DATASET ENTRIES.
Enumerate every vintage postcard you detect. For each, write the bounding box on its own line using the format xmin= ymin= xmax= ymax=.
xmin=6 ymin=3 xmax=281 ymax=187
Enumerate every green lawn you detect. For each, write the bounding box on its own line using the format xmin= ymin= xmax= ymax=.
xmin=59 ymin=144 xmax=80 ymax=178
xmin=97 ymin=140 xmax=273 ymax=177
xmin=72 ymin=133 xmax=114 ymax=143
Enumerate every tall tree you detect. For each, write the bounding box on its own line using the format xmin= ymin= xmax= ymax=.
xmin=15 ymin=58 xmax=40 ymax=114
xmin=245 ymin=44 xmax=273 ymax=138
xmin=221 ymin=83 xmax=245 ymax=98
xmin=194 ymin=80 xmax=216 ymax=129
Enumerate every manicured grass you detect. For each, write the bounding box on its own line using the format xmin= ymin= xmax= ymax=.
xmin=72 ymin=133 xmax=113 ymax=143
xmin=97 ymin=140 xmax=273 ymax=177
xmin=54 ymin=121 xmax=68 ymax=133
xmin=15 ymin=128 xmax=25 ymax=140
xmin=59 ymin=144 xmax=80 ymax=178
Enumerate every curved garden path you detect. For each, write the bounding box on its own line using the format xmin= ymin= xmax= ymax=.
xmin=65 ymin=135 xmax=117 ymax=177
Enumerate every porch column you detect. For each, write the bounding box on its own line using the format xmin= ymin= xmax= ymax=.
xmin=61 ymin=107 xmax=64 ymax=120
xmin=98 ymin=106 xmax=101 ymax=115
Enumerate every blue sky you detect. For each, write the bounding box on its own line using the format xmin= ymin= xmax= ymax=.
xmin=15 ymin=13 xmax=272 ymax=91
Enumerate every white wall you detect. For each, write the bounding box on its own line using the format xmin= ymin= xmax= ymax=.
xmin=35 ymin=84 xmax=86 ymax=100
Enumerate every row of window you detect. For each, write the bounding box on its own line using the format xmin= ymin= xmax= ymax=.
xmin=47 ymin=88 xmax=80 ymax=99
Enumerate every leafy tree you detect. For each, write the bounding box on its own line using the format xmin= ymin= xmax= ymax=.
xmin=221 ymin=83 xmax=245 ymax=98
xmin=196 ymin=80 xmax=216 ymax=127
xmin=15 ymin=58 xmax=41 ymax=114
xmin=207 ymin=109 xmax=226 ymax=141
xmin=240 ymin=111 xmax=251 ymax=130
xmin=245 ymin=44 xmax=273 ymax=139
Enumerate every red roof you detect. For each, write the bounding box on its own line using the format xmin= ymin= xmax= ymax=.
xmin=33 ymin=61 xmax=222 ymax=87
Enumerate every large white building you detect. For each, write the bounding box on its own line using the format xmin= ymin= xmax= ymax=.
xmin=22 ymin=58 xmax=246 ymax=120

WHAT THE TASK REQUIRES. Rewrite all the entries above, switching "Enumerate" to "List" and keeping everything else the same.

FINISHED TASK.
List every vintage postcard you detect. For each, write the bounding box on its own line using the format xmin= ymin= xmax= ymax=.
xmin=6 ymin=3 xmax=281 ymax=187
List every green lawn you detect. For each, write the bounding box on its own line using the format xmin= ymin= xmax= ymax=.
xmin=59 ymin=144 xmax=80 ymax=178
xmin=97 ymin=140 xmax=273 ymax=177
xmin=72 ymin=133 xmax=114 ymax=143
List every tall tree you detect. For each, write the bounding box on its own line using the format xmin= ymin= xmax= ymax=.
xmin=15 ymin=58 xmax=40 ymax=114
xmin=245 ymin=44 xmax=273 ymax=138
xmin=221 ymin=83 xmax=245 ymax=98
xmin=194 ymin=80 xmax=216 ymax=129
List every manicured grass you detect. For each, write the bounding box on its own line using the format xmin= ymin= xmax= ymax=.
xmin=72 ymin=133 xmax=113 ymax=143
xmin=97 ymin=140 xmax=273 ymax=177
xmin=54 ymin=121 xmax=68 ymax=133
xmin=15 ymin=128 xmax=25 ymax=140
xmin=59 ymin=144 xmax=80 ymax=178
List every curved garden path you detect. For each, write the bounding box on its own line using the format xmin= ymin= xmax= ymax=.
xmin=65 ymin=135 xmax=117 ymax=177
List every porch column you detect. For each, write the bounding box on its own line using the format xmin= ymin= xmax= ymax=.
xmin=61 ymin=107 xmax=64 ymax=120
xmin=98 ymin=106 xmax=101 ymax=115
List every blue sky you detect. For each, write the bounding box on its own line using the format xmin= ymin= xmax= ymax=.
xmin=15 ymin=13 xmax=272 ymax=91
List every white wall you detect. For each, write the bounding box on its own line using the format xmin= ymin= xmax= ymax=.
xmin=35 ymin=84 xmax=86 ymax=100
List every row of window you detect. For each, write the bounding box on its own line using the format xmin= ymin= xmax= ymax=.
xmin=47 ymin=88 xmax=80 ymax=99
List every leafy tree you detect. For each, write the bounding box on its own line using the format xmin= ymin= xmax= ymax=.
xmin=221 ymin=83 xmax=245 ymax=98
xmin=196 ymin=80 xmax=216 ymax=127
xmin=15 ymin=58 xmax=41 ymax=114
xmin=207 ymin=109 xmax=226 ymax=141
xmin=240 ymin=111 xmax=251 ymax=130
xmin=245 ymin=44 xmax=273 ymax=139
List every red roof you detect. For each, write the bounding box on its own line using the format xmin= ymin= xmax= ymax=.
xmin=33 ymin=61 xmax=222 ymax=87
List every large white building you detect. For each, write the bounding box on its own line using the format xmin= ymin= xmax= ymax=.
xmin=22 ymin=58 xmax=246 ymax=120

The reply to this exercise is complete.